Records from a collection
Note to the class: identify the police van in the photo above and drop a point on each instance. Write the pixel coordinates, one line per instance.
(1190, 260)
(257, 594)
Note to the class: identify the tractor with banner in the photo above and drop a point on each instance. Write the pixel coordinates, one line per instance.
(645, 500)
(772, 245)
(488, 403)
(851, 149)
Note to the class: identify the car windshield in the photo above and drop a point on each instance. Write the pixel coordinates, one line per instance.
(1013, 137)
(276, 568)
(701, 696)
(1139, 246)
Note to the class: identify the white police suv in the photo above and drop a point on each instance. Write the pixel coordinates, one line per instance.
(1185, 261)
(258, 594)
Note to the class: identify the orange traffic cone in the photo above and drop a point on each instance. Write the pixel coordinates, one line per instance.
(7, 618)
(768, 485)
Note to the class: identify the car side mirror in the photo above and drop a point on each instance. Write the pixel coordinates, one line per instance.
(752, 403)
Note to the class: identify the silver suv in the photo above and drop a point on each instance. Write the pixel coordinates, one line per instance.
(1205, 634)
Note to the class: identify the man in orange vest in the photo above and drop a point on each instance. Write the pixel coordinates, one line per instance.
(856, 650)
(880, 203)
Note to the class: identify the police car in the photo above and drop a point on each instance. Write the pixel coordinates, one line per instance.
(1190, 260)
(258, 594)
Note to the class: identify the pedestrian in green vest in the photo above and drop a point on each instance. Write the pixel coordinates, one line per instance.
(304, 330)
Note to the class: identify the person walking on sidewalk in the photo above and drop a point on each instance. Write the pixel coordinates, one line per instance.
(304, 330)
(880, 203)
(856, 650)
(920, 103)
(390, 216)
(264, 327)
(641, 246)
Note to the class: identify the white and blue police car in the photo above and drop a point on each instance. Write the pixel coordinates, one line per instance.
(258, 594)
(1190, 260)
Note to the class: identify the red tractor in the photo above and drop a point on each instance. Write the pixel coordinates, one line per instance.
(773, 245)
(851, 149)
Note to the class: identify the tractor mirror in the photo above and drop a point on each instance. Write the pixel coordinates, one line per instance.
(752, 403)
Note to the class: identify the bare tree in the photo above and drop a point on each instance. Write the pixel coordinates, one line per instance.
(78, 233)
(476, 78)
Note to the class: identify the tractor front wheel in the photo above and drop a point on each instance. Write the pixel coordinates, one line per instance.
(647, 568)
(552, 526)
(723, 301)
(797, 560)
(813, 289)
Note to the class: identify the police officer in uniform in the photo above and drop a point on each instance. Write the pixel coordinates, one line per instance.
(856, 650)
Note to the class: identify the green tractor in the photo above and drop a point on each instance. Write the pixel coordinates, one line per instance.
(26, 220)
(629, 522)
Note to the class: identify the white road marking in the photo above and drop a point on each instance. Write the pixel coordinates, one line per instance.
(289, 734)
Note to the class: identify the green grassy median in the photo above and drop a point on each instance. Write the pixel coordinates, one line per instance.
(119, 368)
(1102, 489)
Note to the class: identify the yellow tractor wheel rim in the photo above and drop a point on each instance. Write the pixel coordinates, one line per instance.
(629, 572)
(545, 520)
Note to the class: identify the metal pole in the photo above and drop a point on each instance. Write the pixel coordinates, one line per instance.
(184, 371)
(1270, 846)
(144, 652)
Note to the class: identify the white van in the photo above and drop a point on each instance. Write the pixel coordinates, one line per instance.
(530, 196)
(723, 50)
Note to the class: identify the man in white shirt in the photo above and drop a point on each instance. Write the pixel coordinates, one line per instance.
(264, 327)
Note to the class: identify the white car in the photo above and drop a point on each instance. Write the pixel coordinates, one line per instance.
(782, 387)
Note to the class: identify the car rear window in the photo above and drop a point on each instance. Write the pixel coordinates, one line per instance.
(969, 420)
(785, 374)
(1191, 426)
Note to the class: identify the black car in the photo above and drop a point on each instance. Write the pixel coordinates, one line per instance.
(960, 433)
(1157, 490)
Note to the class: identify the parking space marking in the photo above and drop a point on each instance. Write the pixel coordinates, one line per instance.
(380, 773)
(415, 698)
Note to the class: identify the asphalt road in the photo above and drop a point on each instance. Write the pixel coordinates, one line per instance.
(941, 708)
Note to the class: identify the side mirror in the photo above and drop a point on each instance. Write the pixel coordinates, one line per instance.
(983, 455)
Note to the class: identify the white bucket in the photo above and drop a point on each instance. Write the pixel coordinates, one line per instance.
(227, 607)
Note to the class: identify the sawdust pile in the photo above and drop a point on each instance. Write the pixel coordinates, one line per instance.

# What this task involves:
Type out all of the material again, word for word.

# Result of the task:
Note to the class: identify the police van in the photo above and drop a point on each instance. Write the pixel coordinates, one line per instance.
(1190, 260)
(257, 594)
Note to the class: identify the tractor with banner in the photo above and drop a point on each instance. Write the pixel coordinates, one line per instance.
(645, 500)
(772, 245)
(488, 403)
(851, 149)
Note to the class: identify the car windshield in the photo above and drop a point on each instance. Write the pixel coordinates, one line per instance.
(1013, 137)
(276, 568)
(701, 696)
(1139, 246)
Note to the class: identify the white police suv in the photo above and drop a point on each instance. Write the pixel coordinates, one line per instance.
(1185, 261)
(258, 594)
Note to the class: identify the orange traffic cone in the photo above and drop a point on each instance. Write the pixel coordinates, one line per instance.
(7, 618)
(768, 485)
Note to the class: identify the car side mirror in the photo above and drop a point on each instance. Write the pixel coordinates, one line per instance.
(752, 403)
Note to the class: identify the silver suv in the photo above and drop a point on each instance. Write the pixel coordinates, one line per instance.
(1205, 634)
Note to the class: identify the man in orange vest in the photo above and drop a point on each instance. Write the pixel coordinates, one line per instance.
(856, 650)
(880, 203)
Note to the class: identify the police car in the photo above and drop a point on each instance. Write the pixel coordinates, one line per instance.
(1190, 260)
(258, 594)
Note to the class: identify the pedestrian in green vest in the photo above and drop a point on each instance. Write the pixel coordinates, one line per instance.
(304, 330)
Note to the class: identify the person walking on sidewalk in the photo above and drop a point on each instance. Write the pixel coordinates, one line per instance.
(304, 330)
(880, 203)
(856, 650)
(920, 103)
(390, 216)
(264, 327)
(641, 246)
Note to the class: identify the white and blue police car in the photo above and drop a point on each instance. Write the pixel coordinates, one line per instance.
(258, 594)
(1190, 260)
Note to the class: identify the red tractor in the photo above and drop a point on each instance. Write the pixel coordinates, one line per instance.
(773, 245)
(851, 149)
Note to the class: identify the tractor mirror in the photo above and drop a point on each instance. Write the pixel coordinates, one line per instance.
(752, 403)
Note to the class: identify the bare tree in the photo above and drop a point on each instance. Write the pixel coordinates, one line per instance.
(78, 233)
(476, 78)
Note to the class: identify the tractor front wheel in the photo above and drop a point on each instance. Write the pixel coordinates, one line per instance.
(647, 568)
(552, 526)
(723, 301)
(797, 560)
(813, 289)
Note to the class: identify the police officer in uniform in the photo above and drop a point on each instance. Write the pixel coordinates, one line per instance.
(856, 650)
Note to the class: identify the green tractor in the photo above and drop a point on each instance. Write the pixel coordinates, one line per instance.
(26, 220)
(629, 522)
Note to the class: identify the white road marking in the photo above and drop a point on each instance. Write the pixel coordinates, one line per instance.
(289, 734)
Note to the class: identify the green grassy median in the photo above and drop a point on each instance. Write the pixel coordinates, one line per instance.
(119, 368)
(1102, 489)
Note to the class: identify the yellow tractor wheel rim in the photo above and drop a point on each instance. Write the pixel coordinates, one line per instance.
(629, 572)
(545, 520)
Note to the class: identify the metal pole in the photo above and drop a point on each instance. Write the pixel coordinates, one line per instance.
(184, 371)
(1270, 846)
(144, 652)
Note to the class: identify the white van in the photo above and drop a point on each instance. Write the pixel coordinates, one line per instance.
(530, 196)
(723, 50)
Note to the class: identify the man in white shirt in the photo above and drop a point on each instance. Write the pixel coordinates, one line per instance.
(264, 327)
Note to the class: identify the white car in the photo above and drop a point on each instance. Write the pixel coordinates, one line per instance.
(782, 387)
Note to the class: identify the car rear window in the photo above and drop a point on each instance. Write the pixel coordinates, one line per instance.
(969, 420)
(785, 374)
(1191, 426)
Note to the class: identify the black car in the photo above and drop a point on each instance. Write the pixel coordinates, one line per instance.
(960, 433)
(1157, 490)
Note to the class: identify the parking space marking in the photo above and drop a point on each instance. Write the pixel coordinates, one line per instance.
(380, 773)
(415, 698)
Note to the class: identify the asphalt road in the photo above and drop a point on each instance. Write the pixel coordinates, one line per instance.
(941, 708)
Note to the class: identify the side mirror in the photo above and drop a point on each instance. Write the pixel coordinates, one line per instance.
(983, 455)
Note to the class: identify the white bucket in the photo above and drop a point on each instance. Write the pixel coordinates, one line per instance.
(227, 607)
Note to the class: identify the sawdust pile in the photo above and drop a point on each instance. Write the pixel coordinates, one line per instance.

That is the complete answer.